- QUOTED PASSAGE:
************

I asked John, “Is this (motioning with my hand to indicate a mix of current circumstances of place and the things we’ve been talking about) what you guys were fighting for?”

“No,” he said, “it’s not.  We went to war to defeat Hitler and Stalin.  And the Japanese.”  When asked, he denied with a shake of the head any regard for the manner in which the victory of his generation had been spent to build a medicated welfare state.

It’s Friday again as I return to complete this post – the last Friday in July.  After the preceding paragraph, I’d started to write a bit about the following Sunday, but just now returning to it, I’ve completely forgotten what it was I’d wanted to say about last Sunday.  I recall that my family and I skipped worship service and performed all manner of ox-freeing work on the small ‘c’ cultural ‘c’hristian Sabbath for which the Almighty will doubtless not condemn us, the Sabbath being made for Man and not Man for the Sabbath.  And anyway, Sunday’s just the first day of the ancient world’s working week, and Christianity was at first a working man and woman’s religion.  Do not make the mistake of reading any kind of Marxist cant into my remarks thereby missing entirely their various points.

************

- DATA TO EXAMINE:

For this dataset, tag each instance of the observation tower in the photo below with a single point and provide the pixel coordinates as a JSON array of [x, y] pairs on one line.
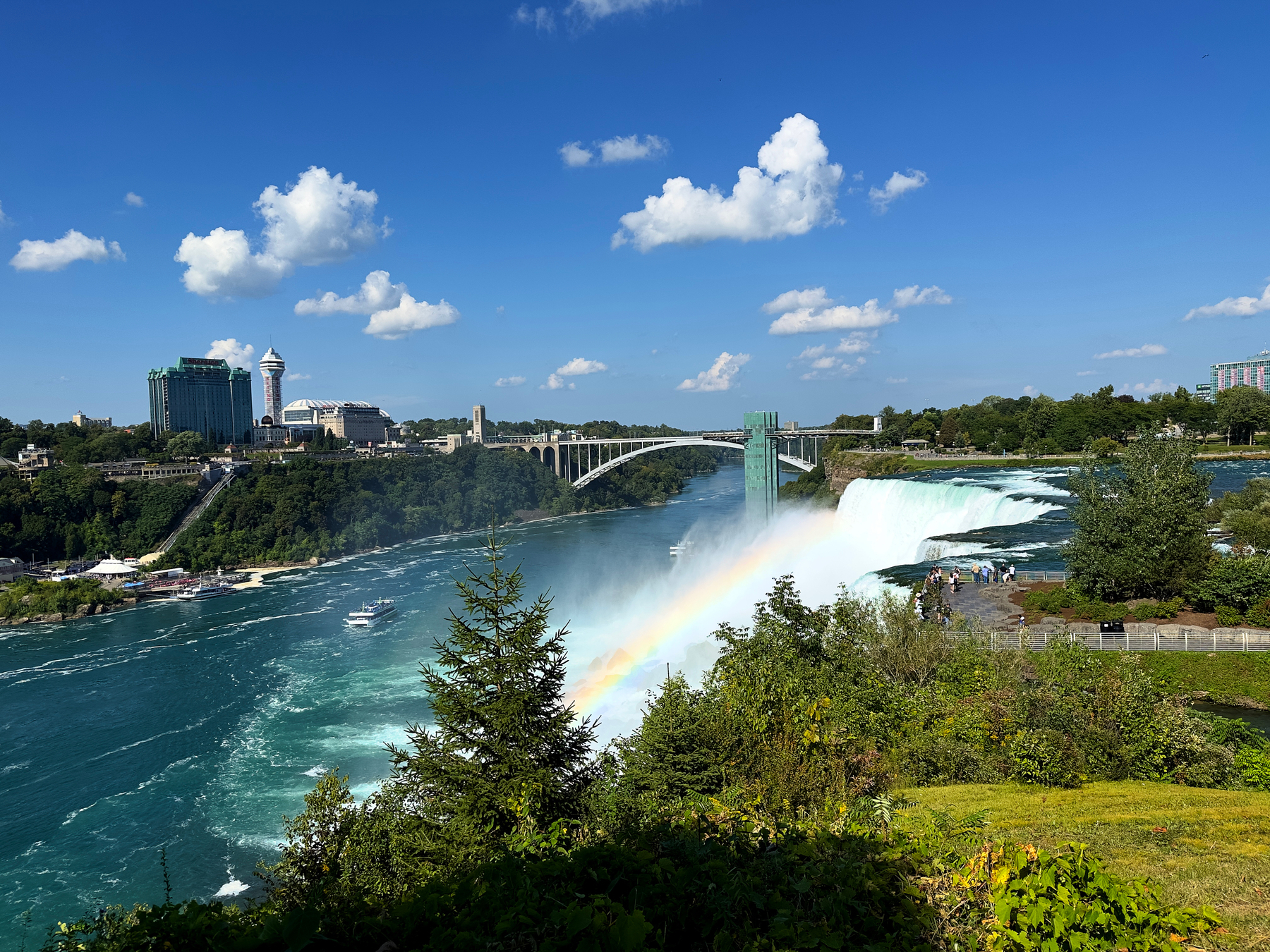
[[272, 368]]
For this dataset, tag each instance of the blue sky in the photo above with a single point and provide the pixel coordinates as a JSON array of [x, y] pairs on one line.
[[1065, 182]]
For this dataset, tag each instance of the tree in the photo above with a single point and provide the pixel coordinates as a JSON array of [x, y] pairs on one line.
[[187, 444], [1247, 513], [1241, 412], [504, 747], [1105, 447], [1041, 417], [1139, 523], [673, 753]]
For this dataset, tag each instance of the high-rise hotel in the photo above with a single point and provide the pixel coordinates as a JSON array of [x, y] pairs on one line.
[[272, 370], [1240, 374], [203, 395]]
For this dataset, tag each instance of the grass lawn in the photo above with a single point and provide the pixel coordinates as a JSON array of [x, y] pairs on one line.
[[1227, 676], [1214, 850]]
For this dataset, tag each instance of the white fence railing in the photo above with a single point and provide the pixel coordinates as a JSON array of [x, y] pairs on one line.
[[1202, 640]]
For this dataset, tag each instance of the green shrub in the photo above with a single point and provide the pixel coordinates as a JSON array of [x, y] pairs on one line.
[[1259, 615], [1254, 767], [52, 597], [1235, 582], [1051, 901], [1147, 611], [1228, 617], [1046, 757]]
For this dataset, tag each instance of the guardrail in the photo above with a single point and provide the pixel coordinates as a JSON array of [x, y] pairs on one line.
[[1200, 640]]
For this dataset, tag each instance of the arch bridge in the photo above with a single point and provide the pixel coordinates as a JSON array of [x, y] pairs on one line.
[[581, 460]]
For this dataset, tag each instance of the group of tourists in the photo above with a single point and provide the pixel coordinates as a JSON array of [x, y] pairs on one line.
[[988, 573], [929, 603]]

************

- EXERCISE TASKS:
1. From the blog excerpt, list everyone John says his generation went to war to defeat.
2. Answer these questions from the blog excerpt:
(a) What one-word answer did John first give when asked if this was what they were fighting for?
(b) In which month is the Friday when the writer comes back to finish the post?
(c) What did the writer's family skip on the Sunday described?

- SOLVED PROBLEMS:
1. Hitler, Stalin, the Japanese

2.
(a) "No."
(b) July.
(c) Worship service.